### [PROBLEM TO SOLVE]
Each line of the data below containing "gold" needs to be listed.

(Recorded data)
========================================

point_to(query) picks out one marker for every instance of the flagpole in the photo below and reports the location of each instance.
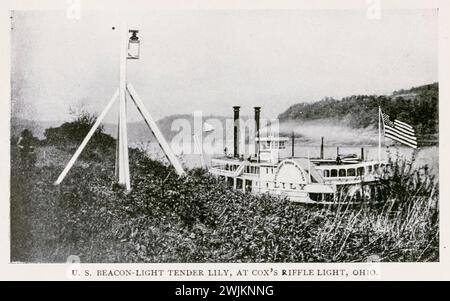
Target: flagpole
(379, 134)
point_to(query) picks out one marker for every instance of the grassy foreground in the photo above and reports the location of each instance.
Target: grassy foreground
(198, 219)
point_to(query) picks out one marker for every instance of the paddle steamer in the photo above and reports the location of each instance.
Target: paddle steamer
(301, 179)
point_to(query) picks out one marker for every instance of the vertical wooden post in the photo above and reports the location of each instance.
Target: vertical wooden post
(124, 168)
(155, 130)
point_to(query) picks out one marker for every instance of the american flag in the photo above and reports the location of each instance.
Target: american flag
(399, 131)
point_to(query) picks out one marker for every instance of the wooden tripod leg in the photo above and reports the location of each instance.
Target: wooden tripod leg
(86, 139)
(155, 130)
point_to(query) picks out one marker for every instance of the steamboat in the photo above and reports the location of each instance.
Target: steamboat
(301, 179)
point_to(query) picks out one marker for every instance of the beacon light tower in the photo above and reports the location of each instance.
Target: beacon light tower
(129, 49)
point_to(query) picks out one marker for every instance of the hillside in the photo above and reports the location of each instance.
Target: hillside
(417, 106)
(197, 218)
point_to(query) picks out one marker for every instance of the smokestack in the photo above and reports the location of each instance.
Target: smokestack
(321, 149)
(236, 131)
(257, 127)
(293, 145)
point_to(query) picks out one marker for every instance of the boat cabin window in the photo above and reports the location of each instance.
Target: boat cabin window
(351, 172)
(360, 171)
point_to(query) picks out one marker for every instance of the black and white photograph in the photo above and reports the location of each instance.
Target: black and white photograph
(224, 135)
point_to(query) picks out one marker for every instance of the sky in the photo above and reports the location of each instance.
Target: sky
(211, 60)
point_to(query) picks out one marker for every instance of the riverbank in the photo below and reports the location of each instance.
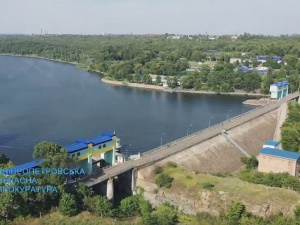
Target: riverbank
(78, 65)
(160, 88)
(38, 57)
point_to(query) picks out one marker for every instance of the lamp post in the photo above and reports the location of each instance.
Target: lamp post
(161, 138)
(209, 121)
(187, 131)
(228, 114)
(126, 150)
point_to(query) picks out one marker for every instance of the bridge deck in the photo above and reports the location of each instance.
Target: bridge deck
(186, 142)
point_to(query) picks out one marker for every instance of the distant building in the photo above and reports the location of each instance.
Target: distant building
(259, 70)
(176, 37)
(279, 90)
(263, 59)
(273, 160)
(271, 144)
(234, 60)
(192, 69)
(245, 69)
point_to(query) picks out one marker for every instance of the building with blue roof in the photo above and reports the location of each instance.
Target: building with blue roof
(263, 59)
(279, 90)
(272, 160)
(271, 144)
(103, 147)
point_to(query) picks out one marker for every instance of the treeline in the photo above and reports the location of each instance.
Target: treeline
(290, 131)
(134, 57)
(280, 180)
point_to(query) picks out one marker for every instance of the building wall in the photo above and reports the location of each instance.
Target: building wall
(268, 164)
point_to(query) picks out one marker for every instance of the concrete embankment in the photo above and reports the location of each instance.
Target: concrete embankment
(217, 155)
(160, 88)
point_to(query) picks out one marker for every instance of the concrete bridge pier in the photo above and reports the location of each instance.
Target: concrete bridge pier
(110, 189)
(134, 174)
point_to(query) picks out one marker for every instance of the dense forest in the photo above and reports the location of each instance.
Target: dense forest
(135, 57)
(73, 200)
(290, 131)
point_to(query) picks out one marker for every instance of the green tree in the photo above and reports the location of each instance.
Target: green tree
(4, 159)
(158, 80)
(166, 214)
(68, 205)
(130, 206)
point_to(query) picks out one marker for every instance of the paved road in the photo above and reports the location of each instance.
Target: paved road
(186, 142)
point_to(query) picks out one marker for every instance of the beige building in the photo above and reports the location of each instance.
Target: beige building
(273, 160)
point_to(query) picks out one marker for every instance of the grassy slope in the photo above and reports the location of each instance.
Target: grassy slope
(188, 184)
(83, 218)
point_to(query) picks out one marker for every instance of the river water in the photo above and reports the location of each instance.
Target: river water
(41, 100)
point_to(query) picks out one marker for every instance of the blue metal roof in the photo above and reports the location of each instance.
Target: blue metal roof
(75, 147)
(24, 166)
(262, 57)
(83, 143)
(243, 68)
(276, 58)
(274, 143)
(280, 153)
(280, 84)
(109, 133)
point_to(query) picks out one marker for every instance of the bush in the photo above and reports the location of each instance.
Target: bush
(164, 180)
(103, 207)
(130, 206)
(273, 180)
(250, 163)
(171, 165)
(208, 185)
(189, 177)
(68, 205)
(236, 211)
(297, 213)
(166, 215)
(158, 170)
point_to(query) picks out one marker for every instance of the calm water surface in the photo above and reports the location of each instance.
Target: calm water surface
(44, 100)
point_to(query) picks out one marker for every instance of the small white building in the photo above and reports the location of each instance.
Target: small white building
(234, 60)
(192, 69)
(279, 90)
(271, 144)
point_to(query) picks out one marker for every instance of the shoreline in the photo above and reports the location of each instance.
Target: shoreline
(160, 88)
(39, 57)
(142, 86)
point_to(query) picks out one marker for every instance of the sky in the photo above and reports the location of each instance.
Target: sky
(215, 17)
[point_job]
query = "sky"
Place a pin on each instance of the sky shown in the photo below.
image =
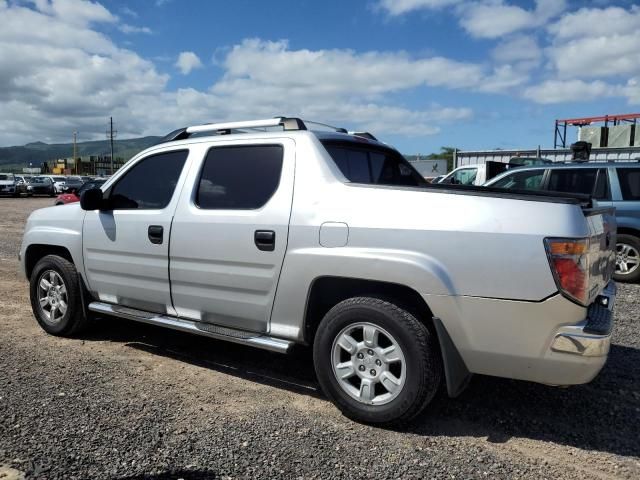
(418, 74)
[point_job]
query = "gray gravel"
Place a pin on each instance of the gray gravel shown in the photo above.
(133, 401)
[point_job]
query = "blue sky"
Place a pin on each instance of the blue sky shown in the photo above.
(419, 74)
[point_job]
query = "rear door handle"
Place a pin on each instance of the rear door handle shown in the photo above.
(156, 233)
(265, 240)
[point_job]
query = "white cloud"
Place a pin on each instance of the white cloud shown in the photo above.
(126, 28)
(596, 43)
(58, 75)
(516, 50)
(187, 62)
(597, 22)
(400, 7)
(128, 11)
(495, 18)
(559, 91)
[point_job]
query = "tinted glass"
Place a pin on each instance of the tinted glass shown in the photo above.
(522, 181)
(368, 164)
(466, 176)
(573, 180)
(150, 183)
(629, 183)
(601, 191)
(239, 178)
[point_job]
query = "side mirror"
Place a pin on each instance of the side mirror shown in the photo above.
(91, 199)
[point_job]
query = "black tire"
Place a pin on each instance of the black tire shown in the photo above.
(634, 243)
(418, 345)
(73, 321)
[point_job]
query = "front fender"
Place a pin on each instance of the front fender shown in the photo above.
(59, 226)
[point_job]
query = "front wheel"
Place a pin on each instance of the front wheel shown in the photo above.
(627, 259)
(55, 296)
(376, 361)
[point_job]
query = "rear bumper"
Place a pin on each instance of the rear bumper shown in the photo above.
(555, 342)
(592, 336)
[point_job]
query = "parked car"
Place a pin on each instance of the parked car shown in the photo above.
(611, 184)
(9, 185)
(41, 185)
(481, 173)
(58, 182)
(72, 183)
(22, 183)
(396, 283)
(73, 195)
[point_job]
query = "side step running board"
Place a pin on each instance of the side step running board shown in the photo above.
(199, 328)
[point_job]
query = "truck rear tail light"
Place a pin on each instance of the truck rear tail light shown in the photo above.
(569, 262)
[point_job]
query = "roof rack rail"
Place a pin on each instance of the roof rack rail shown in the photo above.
(226, 128)
(363, 135)
(330, 127)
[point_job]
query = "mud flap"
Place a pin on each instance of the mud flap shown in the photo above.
(456, 373)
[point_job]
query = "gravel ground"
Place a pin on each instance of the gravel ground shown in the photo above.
(130, 401)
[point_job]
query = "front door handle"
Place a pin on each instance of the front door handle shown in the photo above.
(156, 233)
(265, 240)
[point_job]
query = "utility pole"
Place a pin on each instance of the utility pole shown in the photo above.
(111, 134)
(75, 154)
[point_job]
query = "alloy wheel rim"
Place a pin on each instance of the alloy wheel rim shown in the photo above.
(368, 363)
(627, 259)
(52, 297)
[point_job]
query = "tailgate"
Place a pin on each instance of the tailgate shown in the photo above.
(602, 245)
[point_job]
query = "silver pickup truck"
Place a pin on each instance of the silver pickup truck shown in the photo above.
(273, 232)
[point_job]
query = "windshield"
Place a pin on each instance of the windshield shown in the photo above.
(372, 164)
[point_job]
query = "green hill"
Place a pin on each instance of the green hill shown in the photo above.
(38, 152)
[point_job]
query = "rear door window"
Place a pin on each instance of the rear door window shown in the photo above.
(464, 176)
(373, 165)
(531, 180)
(573, 180)
(629, 183)
(239, 177)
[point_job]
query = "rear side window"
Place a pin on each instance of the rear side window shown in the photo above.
(629, 183)
(371, 165)
(150, 183)
(239, 178)
(573, 180)
(531, 180)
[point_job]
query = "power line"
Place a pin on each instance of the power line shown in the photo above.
(111, 135)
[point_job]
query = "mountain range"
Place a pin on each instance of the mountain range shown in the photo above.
(15, 158)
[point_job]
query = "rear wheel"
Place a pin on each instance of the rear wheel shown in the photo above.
(627, 259)
(376, 361)
(55, 296)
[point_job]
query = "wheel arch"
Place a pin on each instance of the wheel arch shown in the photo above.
(37, 251)
(327, 291)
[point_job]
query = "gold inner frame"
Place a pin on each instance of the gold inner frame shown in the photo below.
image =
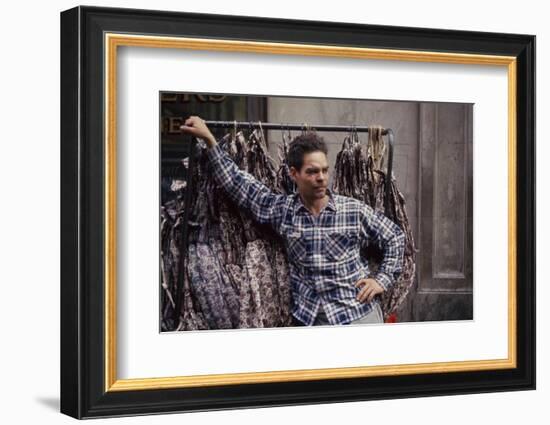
(113, 41)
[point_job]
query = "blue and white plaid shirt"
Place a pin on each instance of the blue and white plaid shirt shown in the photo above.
(323, 251)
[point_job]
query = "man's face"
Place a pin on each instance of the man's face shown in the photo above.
(312, 178)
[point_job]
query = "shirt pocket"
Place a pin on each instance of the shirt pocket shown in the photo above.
(339, 245)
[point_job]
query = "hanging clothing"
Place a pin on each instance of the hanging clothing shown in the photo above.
(358, 174)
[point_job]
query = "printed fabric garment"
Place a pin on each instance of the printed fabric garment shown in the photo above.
(323, 251)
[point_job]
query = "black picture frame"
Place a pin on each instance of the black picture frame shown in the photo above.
(83, 348)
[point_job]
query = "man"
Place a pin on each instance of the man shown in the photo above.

========================================

### [SOLUTION TO THIS PROBLEM]
query = "gold inner frame"
Place a pin on each instance of the gold inner frame shown in the photo below.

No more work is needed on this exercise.